A Seldonian algorithm ensures that for all \(i \in \{1,2,\dotsc,n\}\): $$\Pr(g_i(a(D))\leq 0)\geq 1-\delta_i.$$ That is, a Seldonian algorithm \(a\) ensures that for each of the \(n\) behavioral constraints, the probability that it outputs a solution that produces undesirable behavior as defined by \(g_i\) is at most \(\delta_i\). In other words, a Seldonian algorithm \(a\) returns, with high probability, a solution that does not break any of the behavioral constraints. An algorithm is quasi-Seldonian if it relies on reasonable but possibly false assumptions regarding the data being analyzed. These assumptions often appeal, for instance, to the central limit theorem, common in scientific research. More precisely, Seldonian algorithms often rely on concentration inequalities like Hoeffding's inequality (which makes no distributional assumptions other than boundedness), while quasi-Seldonian algorithms often rely on confidence intervals from Student's \(t\)-test or Efron's bootstrap methods.

As discussed in the next section, the data scientist applying a Seldonian algorithm is free to select the appropriate definition of undesirable behavior for the application at hand. One consequence of giving the data scientist this freedom is that they can ask the impossible. That is, they can ask the algorithm to satisfy constraints that are impossible to satisfy (such as conflicting fairness constraints), or they can ask for very strong and very high-confidence constraints given very little data. In these cases, a Seldonian algorithm needs a way to say, "I cannot do that." This capability is provided by including a special solution, "No Solution Found" (NSF), within \(\Theta\) (the set of possible solutions) and by defining \(g(\text{NSF})=0\) so that it is always safe for a Seldonian algorithm to return NSF, alerting the data scientist that it was unable satisfy the provided constraints.

What is the Seldonian framework?


The Seldonian framework provides guidance for the creation of useful Seldonian algorithms. The most critical points are:

  • The user of the algorithm (typically a data scientist) should be able to select the definition of undesirable behavior. This means that the user of the algorithm must be able to choose the appropriate definition of \(g_i\) for their application.
  • The user of the algorithm should also be able to select the confidence level \(\delta_i\) that is appropriate for their application.
  • The designer of a Seldonian algorithm should therefore provide both A) the Seldonian algorithm itself, and B) an interface that the user can use to define \(g_i\) and \(\delta_i\) for each \(i\). The framework does not have any further requirements on the form of the interface. Examples of interfaces can include dropdown menus that allow users to select from multiple common definitions of fairness, systems that allow users to write equations that describe what it means for a solution to be safe or fair, and systems that allow users to label data (episodes in the reinforcement learning setting) to indicate whether undesirable behavior was present or not. Future interfaces could include natural language conversations with the user or the use of inverse reinforcement learning to infer the user's objective.

• What to produce:
Decide whether each statement agrees with the Seldonian algorithms text. Answer yes or no, and quote the words from the text that settle it.
1. Quasi-Seldonian algorithms often rely on Hoeffding's inequality.
2. A Seldonian algorithm can always safely return NSF.
3. The framework requires the interface to take the form of dropdown menus.
The material isn't needed for this exercise.

• Extracted information:

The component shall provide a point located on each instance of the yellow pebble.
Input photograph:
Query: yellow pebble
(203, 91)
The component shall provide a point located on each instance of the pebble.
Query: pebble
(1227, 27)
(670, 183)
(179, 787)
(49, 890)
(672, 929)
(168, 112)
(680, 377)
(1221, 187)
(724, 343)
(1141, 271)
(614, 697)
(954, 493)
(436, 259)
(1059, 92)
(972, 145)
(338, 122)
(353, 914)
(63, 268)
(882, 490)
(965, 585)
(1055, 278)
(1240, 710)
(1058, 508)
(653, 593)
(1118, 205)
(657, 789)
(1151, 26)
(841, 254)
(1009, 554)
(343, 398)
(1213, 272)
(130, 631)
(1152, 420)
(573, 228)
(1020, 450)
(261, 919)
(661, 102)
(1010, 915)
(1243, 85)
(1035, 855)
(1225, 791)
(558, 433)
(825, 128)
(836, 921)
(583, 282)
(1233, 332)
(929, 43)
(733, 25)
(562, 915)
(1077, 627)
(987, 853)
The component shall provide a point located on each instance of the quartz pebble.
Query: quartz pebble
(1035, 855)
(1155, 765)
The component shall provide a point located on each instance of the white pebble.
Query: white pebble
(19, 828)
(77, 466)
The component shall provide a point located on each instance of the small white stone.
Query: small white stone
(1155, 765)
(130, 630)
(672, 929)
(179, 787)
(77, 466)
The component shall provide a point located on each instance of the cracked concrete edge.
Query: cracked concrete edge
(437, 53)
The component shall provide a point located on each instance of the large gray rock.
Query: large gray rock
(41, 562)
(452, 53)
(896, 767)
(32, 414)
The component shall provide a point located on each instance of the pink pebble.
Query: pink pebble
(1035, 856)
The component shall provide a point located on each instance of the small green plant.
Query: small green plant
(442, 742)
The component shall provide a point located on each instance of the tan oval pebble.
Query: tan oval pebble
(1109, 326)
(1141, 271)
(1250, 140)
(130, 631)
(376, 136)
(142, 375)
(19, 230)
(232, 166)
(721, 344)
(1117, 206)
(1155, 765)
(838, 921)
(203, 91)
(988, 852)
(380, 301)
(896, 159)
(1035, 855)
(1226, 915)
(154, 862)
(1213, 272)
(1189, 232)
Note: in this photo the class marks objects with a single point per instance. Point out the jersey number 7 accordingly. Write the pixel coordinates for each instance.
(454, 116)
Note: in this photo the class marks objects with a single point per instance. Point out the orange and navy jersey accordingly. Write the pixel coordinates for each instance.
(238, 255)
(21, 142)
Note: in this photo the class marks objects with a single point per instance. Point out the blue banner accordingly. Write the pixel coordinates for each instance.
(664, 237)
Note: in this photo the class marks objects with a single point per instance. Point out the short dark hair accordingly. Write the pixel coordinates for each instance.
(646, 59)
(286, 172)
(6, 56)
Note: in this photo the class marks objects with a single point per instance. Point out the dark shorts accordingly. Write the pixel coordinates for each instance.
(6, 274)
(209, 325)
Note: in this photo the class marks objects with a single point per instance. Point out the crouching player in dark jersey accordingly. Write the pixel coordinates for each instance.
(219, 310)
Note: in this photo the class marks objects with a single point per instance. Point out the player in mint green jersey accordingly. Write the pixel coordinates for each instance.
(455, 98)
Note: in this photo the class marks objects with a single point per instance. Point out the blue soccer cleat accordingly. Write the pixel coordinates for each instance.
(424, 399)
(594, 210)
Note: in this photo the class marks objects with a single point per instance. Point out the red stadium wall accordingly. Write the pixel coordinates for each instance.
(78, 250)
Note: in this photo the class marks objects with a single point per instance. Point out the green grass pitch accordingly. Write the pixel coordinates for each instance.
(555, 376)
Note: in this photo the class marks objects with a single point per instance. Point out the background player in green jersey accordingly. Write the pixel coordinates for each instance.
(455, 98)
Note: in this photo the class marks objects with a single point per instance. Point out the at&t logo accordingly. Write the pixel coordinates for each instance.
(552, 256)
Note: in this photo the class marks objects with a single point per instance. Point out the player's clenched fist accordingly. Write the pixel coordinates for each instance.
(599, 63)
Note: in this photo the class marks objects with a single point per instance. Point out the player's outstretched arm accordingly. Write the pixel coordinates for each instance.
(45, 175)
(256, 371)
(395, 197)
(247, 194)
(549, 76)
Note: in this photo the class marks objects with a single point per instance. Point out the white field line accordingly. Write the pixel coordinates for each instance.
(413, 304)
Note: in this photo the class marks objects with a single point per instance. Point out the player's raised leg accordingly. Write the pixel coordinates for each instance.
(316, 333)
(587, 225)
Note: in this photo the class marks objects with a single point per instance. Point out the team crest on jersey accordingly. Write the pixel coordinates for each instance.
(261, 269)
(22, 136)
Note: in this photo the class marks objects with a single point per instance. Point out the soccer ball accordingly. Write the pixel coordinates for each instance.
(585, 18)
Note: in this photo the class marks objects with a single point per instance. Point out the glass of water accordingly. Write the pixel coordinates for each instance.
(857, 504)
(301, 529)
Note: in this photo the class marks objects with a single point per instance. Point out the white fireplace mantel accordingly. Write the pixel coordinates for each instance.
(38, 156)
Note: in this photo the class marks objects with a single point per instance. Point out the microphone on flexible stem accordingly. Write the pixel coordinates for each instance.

• Completed exercise:
1. No: "quasi-Seldonian algorithms often rely on confidence intervals from Student's \(t\)-test or Efron's bootstrap methods"
2. Yes: "so that it is always safe for a Seldonian algorithm to return NSF"
3. No: "The framework does not have any further requirements on the form of the interface."